◆ Your goal:
Copy out the lines of the entries below verbatim, starting at the line that contains "Objective — for the shrub" and ending at the last line of the entries, with both ends included.

◆ Rows from a dataset:
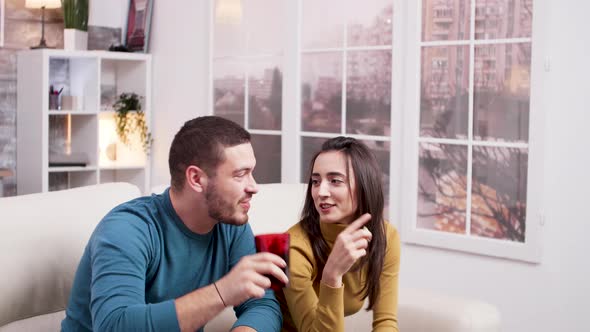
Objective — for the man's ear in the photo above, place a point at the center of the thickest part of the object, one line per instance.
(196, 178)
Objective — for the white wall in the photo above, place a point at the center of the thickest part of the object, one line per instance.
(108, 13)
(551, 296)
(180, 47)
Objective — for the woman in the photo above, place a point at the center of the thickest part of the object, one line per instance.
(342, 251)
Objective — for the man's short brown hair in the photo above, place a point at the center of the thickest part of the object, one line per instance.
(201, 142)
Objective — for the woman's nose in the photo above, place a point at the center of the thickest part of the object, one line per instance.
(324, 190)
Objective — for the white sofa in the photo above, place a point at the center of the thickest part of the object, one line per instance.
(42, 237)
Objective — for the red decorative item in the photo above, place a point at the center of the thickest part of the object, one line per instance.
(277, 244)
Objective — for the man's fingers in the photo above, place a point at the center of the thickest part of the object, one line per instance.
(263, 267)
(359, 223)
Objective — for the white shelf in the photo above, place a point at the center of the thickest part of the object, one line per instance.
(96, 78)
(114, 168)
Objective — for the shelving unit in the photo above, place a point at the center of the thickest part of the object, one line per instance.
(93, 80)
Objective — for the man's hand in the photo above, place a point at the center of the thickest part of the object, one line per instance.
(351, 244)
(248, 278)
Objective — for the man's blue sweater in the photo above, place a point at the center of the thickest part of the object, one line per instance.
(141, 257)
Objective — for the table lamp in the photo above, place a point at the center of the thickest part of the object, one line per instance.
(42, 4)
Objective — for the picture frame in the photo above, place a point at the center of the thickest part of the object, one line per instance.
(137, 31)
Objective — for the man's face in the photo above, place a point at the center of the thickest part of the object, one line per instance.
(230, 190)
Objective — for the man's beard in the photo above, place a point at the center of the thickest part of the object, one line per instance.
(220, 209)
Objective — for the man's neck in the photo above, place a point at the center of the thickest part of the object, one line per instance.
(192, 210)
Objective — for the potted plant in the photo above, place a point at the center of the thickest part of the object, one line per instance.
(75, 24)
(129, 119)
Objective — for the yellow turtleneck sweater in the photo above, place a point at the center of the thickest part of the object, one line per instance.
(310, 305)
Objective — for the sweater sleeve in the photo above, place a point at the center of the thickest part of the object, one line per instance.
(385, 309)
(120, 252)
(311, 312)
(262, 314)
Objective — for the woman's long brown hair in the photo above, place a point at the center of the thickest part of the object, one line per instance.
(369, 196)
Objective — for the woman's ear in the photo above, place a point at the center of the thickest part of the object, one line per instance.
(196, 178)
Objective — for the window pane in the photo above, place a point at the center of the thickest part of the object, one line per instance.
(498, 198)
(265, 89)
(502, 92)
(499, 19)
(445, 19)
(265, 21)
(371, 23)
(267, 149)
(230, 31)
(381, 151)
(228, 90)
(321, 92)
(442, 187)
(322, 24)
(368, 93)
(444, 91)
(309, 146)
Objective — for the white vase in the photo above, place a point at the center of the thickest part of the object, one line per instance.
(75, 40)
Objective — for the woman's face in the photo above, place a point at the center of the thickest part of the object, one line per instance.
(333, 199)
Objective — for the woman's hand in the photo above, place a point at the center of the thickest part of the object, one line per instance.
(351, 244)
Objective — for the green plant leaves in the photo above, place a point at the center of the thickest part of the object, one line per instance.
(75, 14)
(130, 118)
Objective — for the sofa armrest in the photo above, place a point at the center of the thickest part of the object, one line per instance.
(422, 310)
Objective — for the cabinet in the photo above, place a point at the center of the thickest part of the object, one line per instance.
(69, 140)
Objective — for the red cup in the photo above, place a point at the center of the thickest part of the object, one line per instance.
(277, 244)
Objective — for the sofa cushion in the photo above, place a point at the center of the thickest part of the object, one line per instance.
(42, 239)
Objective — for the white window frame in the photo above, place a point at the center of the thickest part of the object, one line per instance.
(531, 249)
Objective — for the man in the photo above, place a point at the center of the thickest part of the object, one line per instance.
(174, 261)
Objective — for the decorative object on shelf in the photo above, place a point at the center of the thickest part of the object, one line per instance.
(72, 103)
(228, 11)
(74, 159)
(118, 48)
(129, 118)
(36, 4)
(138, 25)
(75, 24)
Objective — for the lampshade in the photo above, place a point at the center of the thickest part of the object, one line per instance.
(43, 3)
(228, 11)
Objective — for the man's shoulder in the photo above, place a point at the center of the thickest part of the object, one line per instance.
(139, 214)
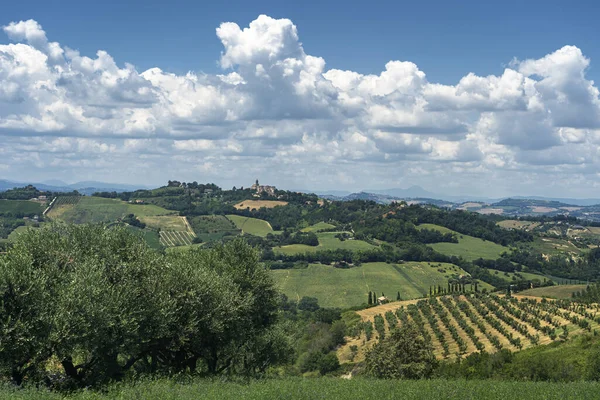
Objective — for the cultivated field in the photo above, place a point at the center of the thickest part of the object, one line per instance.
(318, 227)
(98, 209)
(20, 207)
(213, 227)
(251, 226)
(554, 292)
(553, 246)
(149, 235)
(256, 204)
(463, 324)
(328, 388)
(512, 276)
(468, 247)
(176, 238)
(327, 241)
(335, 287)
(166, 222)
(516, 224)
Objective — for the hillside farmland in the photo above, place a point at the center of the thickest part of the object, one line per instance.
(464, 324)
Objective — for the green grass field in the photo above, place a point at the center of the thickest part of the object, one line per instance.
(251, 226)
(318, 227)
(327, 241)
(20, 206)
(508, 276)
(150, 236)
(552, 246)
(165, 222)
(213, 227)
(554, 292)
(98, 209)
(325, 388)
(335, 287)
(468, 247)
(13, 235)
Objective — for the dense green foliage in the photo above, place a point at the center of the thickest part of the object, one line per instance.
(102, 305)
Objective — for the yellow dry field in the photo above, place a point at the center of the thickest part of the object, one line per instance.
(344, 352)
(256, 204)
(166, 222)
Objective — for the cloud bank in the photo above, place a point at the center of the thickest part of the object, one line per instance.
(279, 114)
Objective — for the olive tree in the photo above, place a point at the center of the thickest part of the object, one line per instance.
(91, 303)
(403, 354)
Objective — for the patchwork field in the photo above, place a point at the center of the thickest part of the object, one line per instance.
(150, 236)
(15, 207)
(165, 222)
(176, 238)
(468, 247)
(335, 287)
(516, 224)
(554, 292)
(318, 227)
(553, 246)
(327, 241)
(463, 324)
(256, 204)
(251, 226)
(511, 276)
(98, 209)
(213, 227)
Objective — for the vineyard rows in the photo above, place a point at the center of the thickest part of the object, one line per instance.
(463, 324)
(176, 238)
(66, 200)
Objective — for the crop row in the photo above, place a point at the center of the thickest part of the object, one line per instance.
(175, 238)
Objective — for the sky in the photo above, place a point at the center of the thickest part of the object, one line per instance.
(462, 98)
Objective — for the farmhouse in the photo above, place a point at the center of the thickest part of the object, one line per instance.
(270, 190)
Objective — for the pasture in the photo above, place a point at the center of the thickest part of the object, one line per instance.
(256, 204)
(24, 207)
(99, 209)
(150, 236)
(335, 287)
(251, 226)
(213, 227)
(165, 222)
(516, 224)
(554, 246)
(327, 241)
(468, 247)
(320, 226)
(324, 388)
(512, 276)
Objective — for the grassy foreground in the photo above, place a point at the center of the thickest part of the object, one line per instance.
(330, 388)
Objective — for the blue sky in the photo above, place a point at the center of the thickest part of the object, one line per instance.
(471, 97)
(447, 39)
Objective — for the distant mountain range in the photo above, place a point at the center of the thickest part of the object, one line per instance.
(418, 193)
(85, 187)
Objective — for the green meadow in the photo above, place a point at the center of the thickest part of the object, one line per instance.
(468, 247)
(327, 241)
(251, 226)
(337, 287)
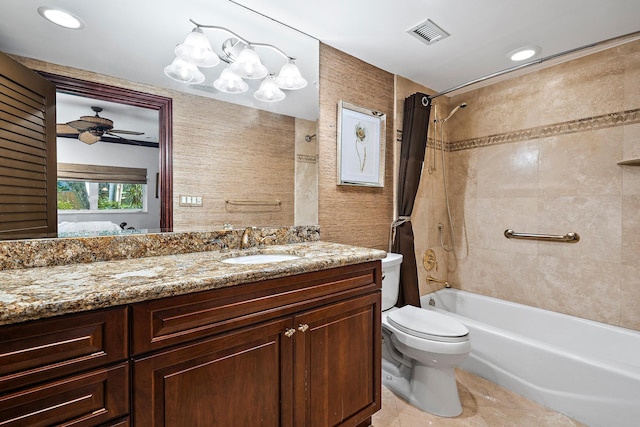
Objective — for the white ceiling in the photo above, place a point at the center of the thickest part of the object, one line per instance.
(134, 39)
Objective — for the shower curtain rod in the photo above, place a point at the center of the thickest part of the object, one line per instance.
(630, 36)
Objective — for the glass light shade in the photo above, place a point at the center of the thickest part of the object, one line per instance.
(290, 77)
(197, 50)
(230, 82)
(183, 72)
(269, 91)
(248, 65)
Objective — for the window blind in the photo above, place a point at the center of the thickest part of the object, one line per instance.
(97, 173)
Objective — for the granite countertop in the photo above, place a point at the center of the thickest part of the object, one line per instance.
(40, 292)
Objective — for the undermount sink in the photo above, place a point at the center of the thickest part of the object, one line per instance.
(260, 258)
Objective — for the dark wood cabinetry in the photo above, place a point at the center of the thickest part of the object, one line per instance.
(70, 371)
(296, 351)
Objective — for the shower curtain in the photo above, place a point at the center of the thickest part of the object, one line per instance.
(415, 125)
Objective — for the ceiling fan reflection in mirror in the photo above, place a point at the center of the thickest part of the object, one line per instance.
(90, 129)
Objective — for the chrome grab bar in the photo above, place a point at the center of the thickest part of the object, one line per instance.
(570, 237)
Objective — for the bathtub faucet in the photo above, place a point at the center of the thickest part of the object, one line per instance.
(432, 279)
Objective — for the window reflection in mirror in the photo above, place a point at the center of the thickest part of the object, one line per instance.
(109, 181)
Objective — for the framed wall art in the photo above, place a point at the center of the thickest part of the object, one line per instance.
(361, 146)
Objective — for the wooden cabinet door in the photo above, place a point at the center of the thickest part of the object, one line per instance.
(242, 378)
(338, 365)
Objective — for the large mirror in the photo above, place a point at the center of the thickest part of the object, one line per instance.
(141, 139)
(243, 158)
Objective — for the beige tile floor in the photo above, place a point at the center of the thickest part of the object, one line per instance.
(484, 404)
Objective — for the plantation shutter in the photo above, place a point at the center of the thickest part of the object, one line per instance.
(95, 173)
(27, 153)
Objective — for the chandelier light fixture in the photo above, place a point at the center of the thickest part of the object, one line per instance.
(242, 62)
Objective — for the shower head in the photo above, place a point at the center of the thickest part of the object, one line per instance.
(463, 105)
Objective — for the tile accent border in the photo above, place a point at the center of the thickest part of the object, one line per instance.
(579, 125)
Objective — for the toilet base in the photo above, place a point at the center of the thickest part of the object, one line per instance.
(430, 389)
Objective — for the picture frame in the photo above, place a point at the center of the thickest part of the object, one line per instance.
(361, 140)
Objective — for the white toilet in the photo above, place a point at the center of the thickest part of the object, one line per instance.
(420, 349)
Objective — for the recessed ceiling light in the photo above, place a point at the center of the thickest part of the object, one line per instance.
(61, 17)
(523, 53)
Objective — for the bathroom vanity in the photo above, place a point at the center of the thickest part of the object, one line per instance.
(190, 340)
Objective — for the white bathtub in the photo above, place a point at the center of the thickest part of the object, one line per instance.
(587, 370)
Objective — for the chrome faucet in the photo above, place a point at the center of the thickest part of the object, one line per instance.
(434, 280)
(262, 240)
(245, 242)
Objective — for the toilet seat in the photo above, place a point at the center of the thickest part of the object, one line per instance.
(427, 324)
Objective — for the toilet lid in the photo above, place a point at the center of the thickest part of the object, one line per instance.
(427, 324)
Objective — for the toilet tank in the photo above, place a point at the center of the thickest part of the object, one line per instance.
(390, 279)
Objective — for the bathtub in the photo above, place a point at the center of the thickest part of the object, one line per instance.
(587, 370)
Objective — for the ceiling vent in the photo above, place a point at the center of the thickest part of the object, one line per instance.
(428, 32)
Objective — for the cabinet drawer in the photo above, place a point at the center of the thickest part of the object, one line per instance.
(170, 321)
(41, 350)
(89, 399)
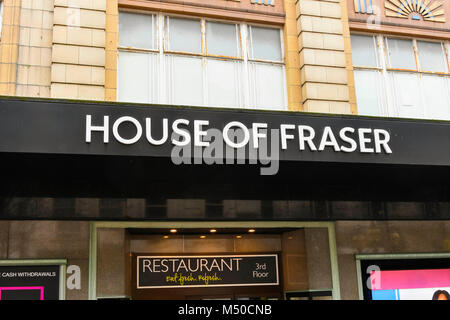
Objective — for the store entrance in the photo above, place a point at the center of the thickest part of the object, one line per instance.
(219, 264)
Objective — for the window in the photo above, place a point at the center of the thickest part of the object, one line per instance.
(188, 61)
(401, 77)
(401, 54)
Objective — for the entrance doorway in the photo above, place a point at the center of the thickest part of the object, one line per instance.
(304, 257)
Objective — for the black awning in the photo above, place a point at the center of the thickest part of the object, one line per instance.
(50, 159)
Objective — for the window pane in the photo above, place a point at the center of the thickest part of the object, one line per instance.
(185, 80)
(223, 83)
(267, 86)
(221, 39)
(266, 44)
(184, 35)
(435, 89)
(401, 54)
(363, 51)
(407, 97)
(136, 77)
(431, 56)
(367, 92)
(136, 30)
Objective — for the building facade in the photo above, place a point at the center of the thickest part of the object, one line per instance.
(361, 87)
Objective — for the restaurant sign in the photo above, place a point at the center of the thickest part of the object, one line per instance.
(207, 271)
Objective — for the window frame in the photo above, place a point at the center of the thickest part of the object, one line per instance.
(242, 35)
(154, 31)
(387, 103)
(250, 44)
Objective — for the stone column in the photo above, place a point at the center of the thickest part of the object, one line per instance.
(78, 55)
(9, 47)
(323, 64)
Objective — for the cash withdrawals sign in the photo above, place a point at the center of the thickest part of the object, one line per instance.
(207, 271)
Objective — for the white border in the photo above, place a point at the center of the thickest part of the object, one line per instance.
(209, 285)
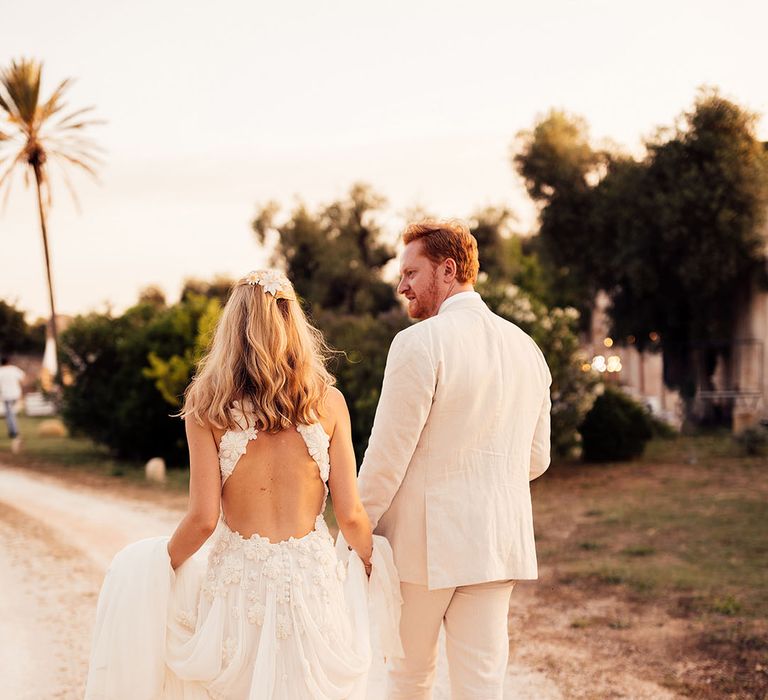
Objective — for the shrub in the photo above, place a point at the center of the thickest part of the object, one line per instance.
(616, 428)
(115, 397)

◆ Full solution:
Objective — for the shrub in the photo above, place a point at the center of the thickest part of the object, one line per instance.
(616, 428)
(115, 397)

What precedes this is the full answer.